Work to be completed
Pick out every line in the listing below that contains the word "distant" and copy each one.
[Begin Information supplied]
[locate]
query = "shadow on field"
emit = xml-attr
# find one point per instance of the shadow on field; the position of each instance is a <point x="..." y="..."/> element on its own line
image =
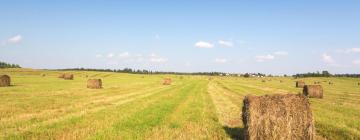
<point x="235" y="133"/>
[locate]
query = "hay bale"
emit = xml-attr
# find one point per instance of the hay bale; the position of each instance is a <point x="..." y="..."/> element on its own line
<point x="68" y="76"/>
<point x="167" y="81"/>
<point x="61" y="75"/>
<point x="278" y="117"/>
<point x="313" y="91"/>
<point x="300" y="84"/>
<point x="94" y="83"/>
<point x="5" y="80"/>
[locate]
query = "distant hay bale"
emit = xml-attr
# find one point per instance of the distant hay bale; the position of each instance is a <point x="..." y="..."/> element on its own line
<point x="68" y="76"/>
<point x="61" y="75"/>
<point x="5" y="80"/>
<point x="300" y="84"/>
<point x="167" y="81"/>
<point x="94" y="83"/>
<point x="277" y="117"/>
<point x="313" y="91"/>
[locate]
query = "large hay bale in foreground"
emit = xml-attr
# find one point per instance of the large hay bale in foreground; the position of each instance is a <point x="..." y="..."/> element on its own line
<point x="94" y="83"/>
<point x="5" y="80"/>
<point x="167" y="81"/>
<point x="313" y="91"/>
<point x="273" y="117"/>
<point x="300" y="84"/>
<point x="68" y="76"/>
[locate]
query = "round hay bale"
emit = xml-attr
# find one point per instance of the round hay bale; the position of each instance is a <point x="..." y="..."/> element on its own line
<point x="5" y="80"/>
<point x="61" y="75"/>
<point x="300" y="84"/>
<point x="313" y="91"/>
<point x="94" y="83"/>
<point x="68" y="76"/>
<point x="167" y="81"/>
<point x="285" y="117"/>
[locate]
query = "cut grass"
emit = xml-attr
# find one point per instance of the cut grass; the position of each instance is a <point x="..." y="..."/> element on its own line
<point x="139" y="107"/>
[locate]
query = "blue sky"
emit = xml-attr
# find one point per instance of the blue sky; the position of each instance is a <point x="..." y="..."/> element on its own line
<point x="276" y="37"/>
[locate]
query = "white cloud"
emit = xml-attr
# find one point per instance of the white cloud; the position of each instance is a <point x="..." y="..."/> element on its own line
<point x="225" y="43"/>
<point x="221" y="60"/>
<point x="353" y="50"/>
<point x="15" y="39"/>
<point x="98" y="56"/>
<point x="262" y="58"/>
<point x="156" y="59"/>
<point x="327" y="59"/>
<point x="356" y="62"/>
<point x="202" y="44"/>
<point x="110" y="55"/>
<point x="124" y="55"/>
<point x="157" y="36"/>
<point x="282" y="53"/>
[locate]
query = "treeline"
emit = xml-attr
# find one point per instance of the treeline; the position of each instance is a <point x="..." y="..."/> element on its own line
<point x="135" y="71"/>
<point x="7" y="65"/>
<point x="325" y="74"/>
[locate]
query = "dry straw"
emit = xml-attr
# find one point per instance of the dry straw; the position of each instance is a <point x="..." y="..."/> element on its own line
<point x="5" y="81"/>
<point x="300" y="84"/>
<point x="167" y="81"/>
<point x="313" y="91"/>
<point x="94" y="83"/>
<point x="273" y="117"/>
<point x="68" y="76"/>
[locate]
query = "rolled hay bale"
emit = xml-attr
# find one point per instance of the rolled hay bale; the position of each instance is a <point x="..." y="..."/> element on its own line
<point x="313" y="91"/>
<point x="68" y="76"/>
<point x="271" y="117"/>
<point x="94" y="83"/>
<point x="61" y="75"/>
<point x="5" y="80"/>
<point x="300" y="84"/>
<point x="167" y="81"/>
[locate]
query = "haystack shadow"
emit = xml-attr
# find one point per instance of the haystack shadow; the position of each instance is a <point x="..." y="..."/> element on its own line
<point x="235" y="133"/>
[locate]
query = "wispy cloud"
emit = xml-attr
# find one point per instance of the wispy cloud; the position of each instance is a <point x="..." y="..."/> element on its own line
<point x="283" y="53"/>
<point x="356" y="62"/>
<point x="225" y="43"/>
<point x="203" y="44"/>
<point x="221" y="60"/>
<point x="263" y="58"/>
<point x="110" y="55"/>
<point x="327" y="59"/>
<point x="12" y="40"/>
[End Information supplied]
Answer below
query = "distant hay bale"
# find one point per instance of the distant hay bale; the position of each instance is a <point x="..." y="..."/> element on its own line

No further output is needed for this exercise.